* [Consigne A]:
Résume plus brièvement le paragraphe de l'extrait qui commence par « Le dernier roman de Jim Crace », en conservant ses faits principaux.

* [Extrait du texte]:
+++
Le dernier roman de Jim Crace est la mélodie d'Alfred Busi, plus connu sous son pseudonyme de chanteur, Mister Al. Après une agression par une étrange créature, il "chante" sur les "autres" habitants de sa ville natale, ceux qu'on appelle "les pauvres", les invisibles.

"A l'instant où la créature quitta l'abondance du garde-manger pour se jeter sur lui, Busi n'aurait su dire ce que c'était. Un être vivant féroce et dangereux, sans aucun doute, qui avait dû se glisser dans la maison pendant que Busi remettait la cour en ordre. Mais de quelle espèce ? Il l'ignorait. (...) La peau de cette créature était aussi lisse et humide qu'une pomme de terre pelée. Et nue aussi. Nue comme une pomme de terre pelée".Outre le choc relatif à l'agression, le vieil homme est surtout persuadé que son agresseur n'est rien d'autre qu'un enfant qui était en quête de sa maigre pitance. Les légendes urbaines sont tenaces et celle qui est relative au bois qui se tient un peu plus loin de l'autre côté de sa résidence date même de son enfance.
+++
* [Consigne B]:
Dans le listing, reprends les lignes qui vont de celle contenant « In the photo above, where can the man » jusqu'à la fin, en substituant « navy t-shirt » à « blue t-shirt » et en laissant tout le reste inchangé.

* [Listing présenté]:
+++
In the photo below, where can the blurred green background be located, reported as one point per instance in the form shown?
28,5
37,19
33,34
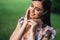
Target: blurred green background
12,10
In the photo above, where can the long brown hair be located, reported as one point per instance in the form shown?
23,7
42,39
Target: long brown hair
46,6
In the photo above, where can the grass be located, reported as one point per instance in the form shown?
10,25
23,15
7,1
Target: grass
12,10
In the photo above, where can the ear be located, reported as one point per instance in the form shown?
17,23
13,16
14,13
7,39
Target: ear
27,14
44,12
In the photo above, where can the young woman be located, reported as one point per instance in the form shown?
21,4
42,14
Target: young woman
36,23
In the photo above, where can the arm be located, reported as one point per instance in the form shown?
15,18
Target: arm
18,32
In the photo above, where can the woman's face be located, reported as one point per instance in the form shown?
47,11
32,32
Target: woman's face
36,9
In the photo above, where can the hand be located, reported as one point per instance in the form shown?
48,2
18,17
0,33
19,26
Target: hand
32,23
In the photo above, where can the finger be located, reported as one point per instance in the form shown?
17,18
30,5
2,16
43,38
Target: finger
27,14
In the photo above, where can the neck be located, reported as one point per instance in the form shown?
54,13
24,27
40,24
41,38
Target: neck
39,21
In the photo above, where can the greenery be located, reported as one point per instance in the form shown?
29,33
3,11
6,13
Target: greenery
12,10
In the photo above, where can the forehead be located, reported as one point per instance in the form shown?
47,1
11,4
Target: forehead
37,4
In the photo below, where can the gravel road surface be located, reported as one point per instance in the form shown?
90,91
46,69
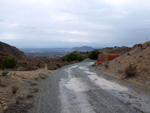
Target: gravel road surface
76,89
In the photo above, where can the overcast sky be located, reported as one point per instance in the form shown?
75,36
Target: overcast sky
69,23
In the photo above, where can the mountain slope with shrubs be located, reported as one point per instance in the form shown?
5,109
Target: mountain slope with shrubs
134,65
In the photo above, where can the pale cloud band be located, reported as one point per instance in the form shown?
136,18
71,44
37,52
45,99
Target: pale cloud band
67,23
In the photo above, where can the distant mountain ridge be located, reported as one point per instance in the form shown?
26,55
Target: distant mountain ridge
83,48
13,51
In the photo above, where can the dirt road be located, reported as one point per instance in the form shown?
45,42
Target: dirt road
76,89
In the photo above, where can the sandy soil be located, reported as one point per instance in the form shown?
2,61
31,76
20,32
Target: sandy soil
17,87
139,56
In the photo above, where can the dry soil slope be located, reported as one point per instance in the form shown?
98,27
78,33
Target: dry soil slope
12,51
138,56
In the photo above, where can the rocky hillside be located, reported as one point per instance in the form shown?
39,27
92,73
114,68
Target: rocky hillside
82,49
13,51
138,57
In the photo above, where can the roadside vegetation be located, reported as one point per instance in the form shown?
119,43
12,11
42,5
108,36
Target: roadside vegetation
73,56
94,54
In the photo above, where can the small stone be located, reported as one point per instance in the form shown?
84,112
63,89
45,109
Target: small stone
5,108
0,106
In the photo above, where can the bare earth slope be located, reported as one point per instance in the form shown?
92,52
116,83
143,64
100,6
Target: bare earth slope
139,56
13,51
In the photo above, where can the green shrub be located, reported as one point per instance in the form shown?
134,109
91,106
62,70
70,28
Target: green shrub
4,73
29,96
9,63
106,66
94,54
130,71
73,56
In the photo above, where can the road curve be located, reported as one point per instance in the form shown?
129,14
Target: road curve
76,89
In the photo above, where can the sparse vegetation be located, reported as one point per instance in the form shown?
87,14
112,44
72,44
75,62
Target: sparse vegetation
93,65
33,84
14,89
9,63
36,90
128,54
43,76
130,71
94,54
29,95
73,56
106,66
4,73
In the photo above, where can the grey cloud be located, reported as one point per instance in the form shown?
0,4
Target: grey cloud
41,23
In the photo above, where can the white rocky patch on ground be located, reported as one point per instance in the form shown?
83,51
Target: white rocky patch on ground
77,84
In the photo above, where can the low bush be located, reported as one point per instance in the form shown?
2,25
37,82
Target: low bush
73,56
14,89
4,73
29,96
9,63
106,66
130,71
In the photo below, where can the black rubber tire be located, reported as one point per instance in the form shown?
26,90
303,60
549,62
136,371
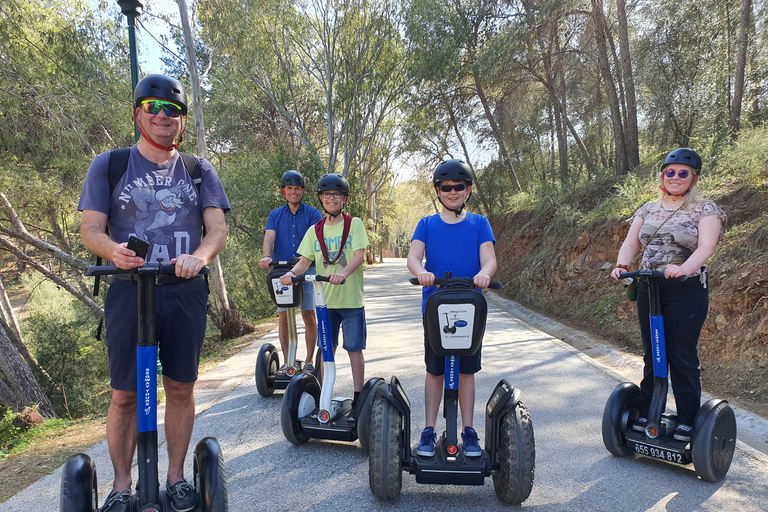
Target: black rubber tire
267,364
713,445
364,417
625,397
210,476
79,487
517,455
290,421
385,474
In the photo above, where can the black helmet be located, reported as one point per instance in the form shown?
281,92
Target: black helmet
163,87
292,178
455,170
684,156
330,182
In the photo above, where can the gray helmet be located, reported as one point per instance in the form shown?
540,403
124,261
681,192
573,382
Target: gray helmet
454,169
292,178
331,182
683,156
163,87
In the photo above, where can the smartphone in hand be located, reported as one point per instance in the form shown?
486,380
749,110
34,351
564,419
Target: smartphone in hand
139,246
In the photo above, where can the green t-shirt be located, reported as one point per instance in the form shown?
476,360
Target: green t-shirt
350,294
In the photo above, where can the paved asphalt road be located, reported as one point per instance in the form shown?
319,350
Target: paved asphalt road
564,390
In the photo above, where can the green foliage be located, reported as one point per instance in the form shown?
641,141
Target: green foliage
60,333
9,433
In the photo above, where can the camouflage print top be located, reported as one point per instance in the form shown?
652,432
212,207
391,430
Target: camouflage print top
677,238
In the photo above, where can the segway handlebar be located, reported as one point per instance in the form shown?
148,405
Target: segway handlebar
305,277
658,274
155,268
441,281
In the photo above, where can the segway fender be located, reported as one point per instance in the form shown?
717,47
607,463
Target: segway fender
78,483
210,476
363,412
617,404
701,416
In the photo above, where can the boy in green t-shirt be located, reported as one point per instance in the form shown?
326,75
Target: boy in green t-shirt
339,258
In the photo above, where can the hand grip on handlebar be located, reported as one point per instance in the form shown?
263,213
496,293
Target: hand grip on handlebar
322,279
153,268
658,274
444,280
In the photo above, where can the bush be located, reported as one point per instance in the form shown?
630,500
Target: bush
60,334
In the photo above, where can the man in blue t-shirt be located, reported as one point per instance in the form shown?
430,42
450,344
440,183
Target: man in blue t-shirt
+++
* [Réponse complète A]:
Le dernier roman de Jim Crace est la mélodie d'Alfred Busi, chanteur connu sous le nom de Mister Al. Agressé par une étrange créature, il « chante » les « autres » habitants de sa ville natale : les pauvres, les invisibles.

* [Réponse complète B]:
In the photo above, where can the man in navy t-shirt be located, reported as one point per instance in the form shown?
430,42
450,344
440,183
Target: man in navy t-shirt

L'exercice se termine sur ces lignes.